-- Start --
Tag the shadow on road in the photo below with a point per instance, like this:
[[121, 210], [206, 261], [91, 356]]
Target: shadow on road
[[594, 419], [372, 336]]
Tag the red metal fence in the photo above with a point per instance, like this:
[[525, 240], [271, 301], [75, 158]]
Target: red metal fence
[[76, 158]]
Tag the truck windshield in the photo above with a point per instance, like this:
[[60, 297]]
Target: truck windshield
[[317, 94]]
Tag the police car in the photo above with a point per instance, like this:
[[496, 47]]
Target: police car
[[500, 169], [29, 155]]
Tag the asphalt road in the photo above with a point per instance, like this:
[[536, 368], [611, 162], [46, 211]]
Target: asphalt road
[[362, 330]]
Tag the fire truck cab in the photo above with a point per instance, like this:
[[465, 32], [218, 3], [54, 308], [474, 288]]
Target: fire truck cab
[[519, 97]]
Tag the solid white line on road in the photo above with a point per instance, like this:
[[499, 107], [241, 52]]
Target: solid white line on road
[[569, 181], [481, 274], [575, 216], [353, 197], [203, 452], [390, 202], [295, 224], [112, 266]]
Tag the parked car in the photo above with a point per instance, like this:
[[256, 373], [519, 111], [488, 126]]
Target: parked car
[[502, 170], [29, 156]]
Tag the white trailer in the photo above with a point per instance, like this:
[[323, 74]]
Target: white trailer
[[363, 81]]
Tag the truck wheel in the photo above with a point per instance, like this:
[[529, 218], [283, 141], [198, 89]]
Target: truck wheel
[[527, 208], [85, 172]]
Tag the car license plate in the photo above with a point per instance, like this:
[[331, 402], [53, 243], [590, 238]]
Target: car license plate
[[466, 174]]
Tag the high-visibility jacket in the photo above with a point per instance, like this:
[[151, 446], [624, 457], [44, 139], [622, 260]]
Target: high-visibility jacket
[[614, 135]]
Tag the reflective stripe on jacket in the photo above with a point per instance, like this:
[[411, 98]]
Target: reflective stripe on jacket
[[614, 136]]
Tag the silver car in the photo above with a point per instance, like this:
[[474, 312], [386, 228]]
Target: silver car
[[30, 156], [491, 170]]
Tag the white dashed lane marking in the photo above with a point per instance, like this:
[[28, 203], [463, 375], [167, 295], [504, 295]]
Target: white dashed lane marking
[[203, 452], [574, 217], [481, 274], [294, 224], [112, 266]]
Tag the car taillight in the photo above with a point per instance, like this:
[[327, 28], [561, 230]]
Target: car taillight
-- End --
§ **Set task**
Write out all of the records above word for word, in the same order.

§ **Answer for this exercise**
Tag the shadow on road in the photo below with a point per instance, like this:
[[121, 210], [206, 261], [91, 356]]
Target: shadow on road
[[594, 419], [372, 336]]
Tag the red metal fence in the photo above with a point per instance, like this:
[[525, 240], [271, 301], [75, 158]]
Target: red metal fence
[[76, 158]]
Tag the truck windshield in the photo above with a point per instance, like this:
[[60, 297]]
Target: truck windshield
[[317, 94]]
Tag the police car in the photo above with a point per instance, like this:
[[496, 47]]
Target: police car
[[500, 169], [29, 155]]
Tag the asphalt road in the photo above with a point per instance, like this:
[[536, 368], [611, 162], [46, 211]]
Target: asphalt road
[[362, 330]]
Tag the fire truck cab in the photo above with a point per instance, like this:
[[465, 32], [218, 3], [54, 308], [474, 288]]
Target: fire truck cab
[[519, 97]]
Tag the solid white line on road in the photo above with a point per instance, like this:
[[499, 107], [241, 52]]
Target: solid white line on road
[[569, 181], [481, 274], [575, 216], [353, 197], [203, 452], [390, 202], [295, 224], [112, 266]]
Tag the parked car in the photo above with a point per instance, like this:
[[256, 373], [519, 111], [488, 126]]
Target: parked car
[[502, 170], [29, 156]]
Tag the white trailer in the photo above with a point per instance, like this:
[[323, 74]]
Target: white trailer
[[363, 81]]
Tag the truck wheel in the photo above with a point per instance, like this:
[[529, 218], [283, 141], [198, 89]]
Target: truck wheel
[[527, 208], [85, 172]]
Tag the car license plate in the photo above with a point per instance, like this:
[[331, 402], [53, 243], [590, 238]]
Target: car license plate
[[466, 174]]
Tag the high-visibility jacket in the photo above with a point per instance, like this:
[[151, 446], [624, 457], [44, 139], [622, 260]]
Target: high-visibility jacket
[[614, 135]]
Tag the reflective stripe on jacket in the photo above with a point per instance, like this:
[[411, 98]]
Target: reflective stripe on jacket
[[614, 136]]
Tag the silver car in the photo above with a point per instance, like this:
[[474, 312], [386, 228]]
Target: silver car
[[30, 156], [491, 170]]
Tag the white dashed lane marking in the photo above with a point per instance, like this:
[[28, 203], [463, 375], [167, 295], [504, 295]]
Target: white dashed lane marking
[[203, 452], [574, 217], [481, 274], [294, 224], [112, 266]]
Tag the car taillight in the photo above with a point per instance, like this:
[[327, 28], [561, 230]]
Target: car taillight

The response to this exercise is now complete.